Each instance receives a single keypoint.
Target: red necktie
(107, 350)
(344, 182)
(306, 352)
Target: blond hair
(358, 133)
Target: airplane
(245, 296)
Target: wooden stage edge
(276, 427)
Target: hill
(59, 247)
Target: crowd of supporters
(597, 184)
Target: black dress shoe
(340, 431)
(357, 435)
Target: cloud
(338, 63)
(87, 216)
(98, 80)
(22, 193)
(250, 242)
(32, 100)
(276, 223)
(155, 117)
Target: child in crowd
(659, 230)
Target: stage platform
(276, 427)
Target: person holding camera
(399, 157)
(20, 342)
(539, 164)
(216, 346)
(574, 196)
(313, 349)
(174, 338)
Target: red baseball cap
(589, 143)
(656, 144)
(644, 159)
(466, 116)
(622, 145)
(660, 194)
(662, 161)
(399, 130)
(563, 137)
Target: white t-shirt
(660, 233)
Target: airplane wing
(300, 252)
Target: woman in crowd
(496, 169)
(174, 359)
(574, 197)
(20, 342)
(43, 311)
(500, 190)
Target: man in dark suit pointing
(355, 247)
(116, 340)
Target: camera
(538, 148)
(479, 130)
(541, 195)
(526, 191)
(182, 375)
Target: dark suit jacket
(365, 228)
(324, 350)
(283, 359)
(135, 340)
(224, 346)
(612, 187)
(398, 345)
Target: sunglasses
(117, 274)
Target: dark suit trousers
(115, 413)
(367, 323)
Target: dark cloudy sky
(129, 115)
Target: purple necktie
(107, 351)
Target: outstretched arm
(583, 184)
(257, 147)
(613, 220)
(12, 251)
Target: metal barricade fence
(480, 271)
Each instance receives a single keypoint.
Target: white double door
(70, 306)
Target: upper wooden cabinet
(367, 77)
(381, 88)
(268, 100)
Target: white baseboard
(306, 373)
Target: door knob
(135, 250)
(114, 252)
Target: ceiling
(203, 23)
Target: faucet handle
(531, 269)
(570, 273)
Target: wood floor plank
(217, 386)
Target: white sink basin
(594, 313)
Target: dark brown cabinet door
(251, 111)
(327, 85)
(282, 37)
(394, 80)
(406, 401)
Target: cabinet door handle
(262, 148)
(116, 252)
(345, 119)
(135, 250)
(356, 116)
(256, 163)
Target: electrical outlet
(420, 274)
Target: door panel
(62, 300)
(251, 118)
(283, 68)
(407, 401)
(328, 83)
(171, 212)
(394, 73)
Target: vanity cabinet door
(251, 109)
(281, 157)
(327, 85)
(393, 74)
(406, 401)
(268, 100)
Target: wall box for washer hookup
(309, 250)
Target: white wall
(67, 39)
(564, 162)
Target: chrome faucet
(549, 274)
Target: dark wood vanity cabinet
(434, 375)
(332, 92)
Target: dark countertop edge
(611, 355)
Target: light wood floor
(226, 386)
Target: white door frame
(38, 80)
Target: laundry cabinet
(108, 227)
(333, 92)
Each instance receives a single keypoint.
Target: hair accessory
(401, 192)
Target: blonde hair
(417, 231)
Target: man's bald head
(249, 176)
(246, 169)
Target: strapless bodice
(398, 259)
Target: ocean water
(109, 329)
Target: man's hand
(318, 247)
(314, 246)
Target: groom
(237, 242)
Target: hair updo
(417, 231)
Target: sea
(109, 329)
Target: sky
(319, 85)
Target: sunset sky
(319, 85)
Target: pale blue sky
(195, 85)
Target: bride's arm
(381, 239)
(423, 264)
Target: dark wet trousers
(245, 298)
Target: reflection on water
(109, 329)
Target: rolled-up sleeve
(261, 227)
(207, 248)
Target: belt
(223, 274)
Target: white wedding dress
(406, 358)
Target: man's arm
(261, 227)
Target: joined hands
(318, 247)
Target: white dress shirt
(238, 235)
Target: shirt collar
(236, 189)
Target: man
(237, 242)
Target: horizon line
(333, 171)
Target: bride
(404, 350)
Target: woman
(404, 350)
==============================
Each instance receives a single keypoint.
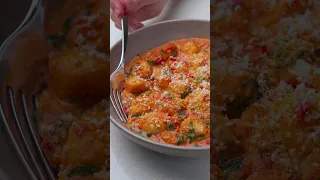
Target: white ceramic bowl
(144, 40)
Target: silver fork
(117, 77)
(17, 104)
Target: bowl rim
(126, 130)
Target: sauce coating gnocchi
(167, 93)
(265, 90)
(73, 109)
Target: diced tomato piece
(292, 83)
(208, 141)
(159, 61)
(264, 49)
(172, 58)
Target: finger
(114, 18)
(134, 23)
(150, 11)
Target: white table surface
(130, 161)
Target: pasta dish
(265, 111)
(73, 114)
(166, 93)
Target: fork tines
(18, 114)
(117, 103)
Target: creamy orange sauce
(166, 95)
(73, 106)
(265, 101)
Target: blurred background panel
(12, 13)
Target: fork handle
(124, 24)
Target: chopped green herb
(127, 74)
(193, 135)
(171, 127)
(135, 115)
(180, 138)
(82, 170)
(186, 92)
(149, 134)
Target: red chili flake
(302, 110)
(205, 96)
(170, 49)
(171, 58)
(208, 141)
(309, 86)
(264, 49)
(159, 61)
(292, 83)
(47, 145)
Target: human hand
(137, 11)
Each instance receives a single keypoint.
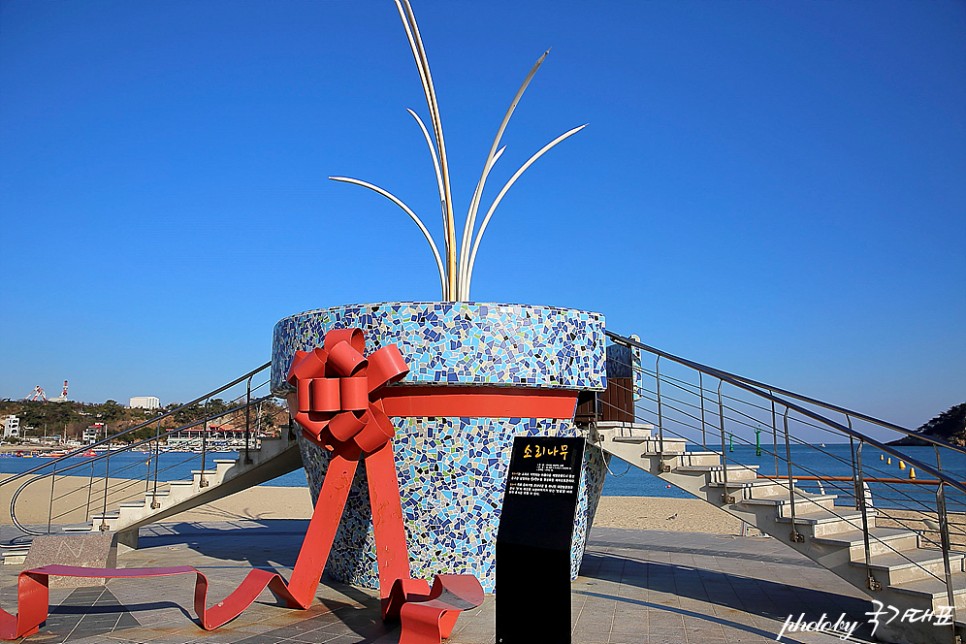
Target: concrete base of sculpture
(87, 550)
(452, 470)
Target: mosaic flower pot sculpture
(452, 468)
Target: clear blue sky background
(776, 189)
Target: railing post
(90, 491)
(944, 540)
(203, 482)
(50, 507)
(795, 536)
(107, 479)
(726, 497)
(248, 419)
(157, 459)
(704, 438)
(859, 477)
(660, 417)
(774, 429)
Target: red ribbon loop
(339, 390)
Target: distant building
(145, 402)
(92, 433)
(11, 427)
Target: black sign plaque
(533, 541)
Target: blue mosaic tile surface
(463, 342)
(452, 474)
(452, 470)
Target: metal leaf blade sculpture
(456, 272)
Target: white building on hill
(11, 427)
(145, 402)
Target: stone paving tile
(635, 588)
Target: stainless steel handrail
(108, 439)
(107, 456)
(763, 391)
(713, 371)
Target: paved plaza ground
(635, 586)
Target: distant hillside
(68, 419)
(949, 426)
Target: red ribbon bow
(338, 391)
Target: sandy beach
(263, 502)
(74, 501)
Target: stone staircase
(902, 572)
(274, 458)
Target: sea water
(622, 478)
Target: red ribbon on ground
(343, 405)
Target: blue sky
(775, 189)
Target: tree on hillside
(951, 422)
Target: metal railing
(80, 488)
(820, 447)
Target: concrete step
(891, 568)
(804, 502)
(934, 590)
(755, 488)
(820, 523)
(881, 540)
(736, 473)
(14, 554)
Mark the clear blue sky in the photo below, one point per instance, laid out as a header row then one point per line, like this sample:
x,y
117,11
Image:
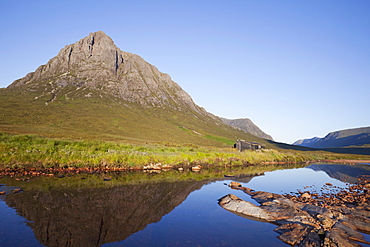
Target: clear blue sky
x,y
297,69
==============================
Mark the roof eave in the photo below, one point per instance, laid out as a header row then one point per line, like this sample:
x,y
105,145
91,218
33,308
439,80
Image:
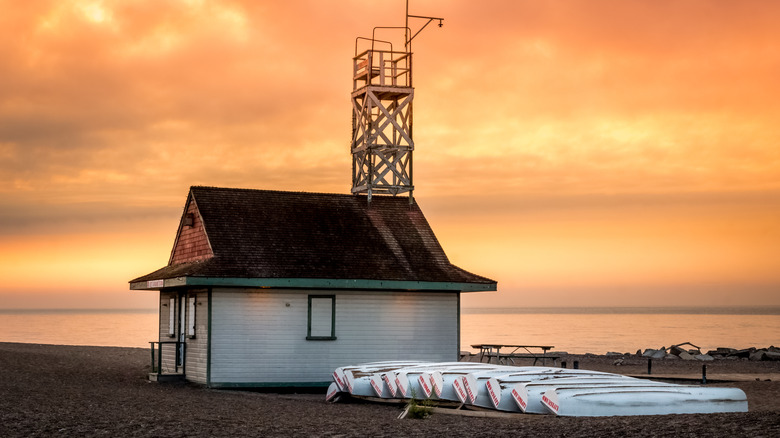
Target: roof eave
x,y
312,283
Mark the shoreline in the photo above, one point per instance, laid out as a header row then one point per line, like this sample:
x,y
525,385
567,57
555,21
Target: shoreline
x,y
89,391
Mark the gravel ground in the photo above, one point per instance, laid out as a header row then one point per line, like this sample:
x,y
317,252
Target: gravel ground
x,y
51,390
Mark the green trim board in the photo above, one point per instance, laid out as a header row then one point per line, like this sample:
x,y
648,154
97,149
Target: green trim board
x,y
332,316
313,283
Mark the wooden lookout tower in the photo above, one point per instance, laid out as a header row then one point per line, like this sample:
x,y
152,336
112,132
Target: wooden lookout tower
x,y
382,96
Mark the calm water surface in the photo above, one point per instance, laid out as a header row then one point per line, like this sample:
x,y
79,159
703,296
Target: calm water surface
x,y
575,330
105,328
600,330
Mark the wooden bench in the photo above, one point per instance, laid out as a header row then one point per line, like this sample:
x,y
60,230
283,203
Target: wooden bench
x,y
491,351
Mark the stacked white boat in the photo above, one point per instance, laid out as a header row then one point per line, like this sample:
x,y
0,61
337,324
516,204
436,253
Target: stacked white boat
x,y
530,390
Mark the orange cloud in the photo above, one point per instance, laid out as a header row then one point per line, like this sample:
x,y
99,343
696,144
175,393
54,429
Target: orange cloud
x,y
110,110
==============================
Exercise goal:
Say how many lines in the records hold the string "laid". Give no other words.

Solution:
10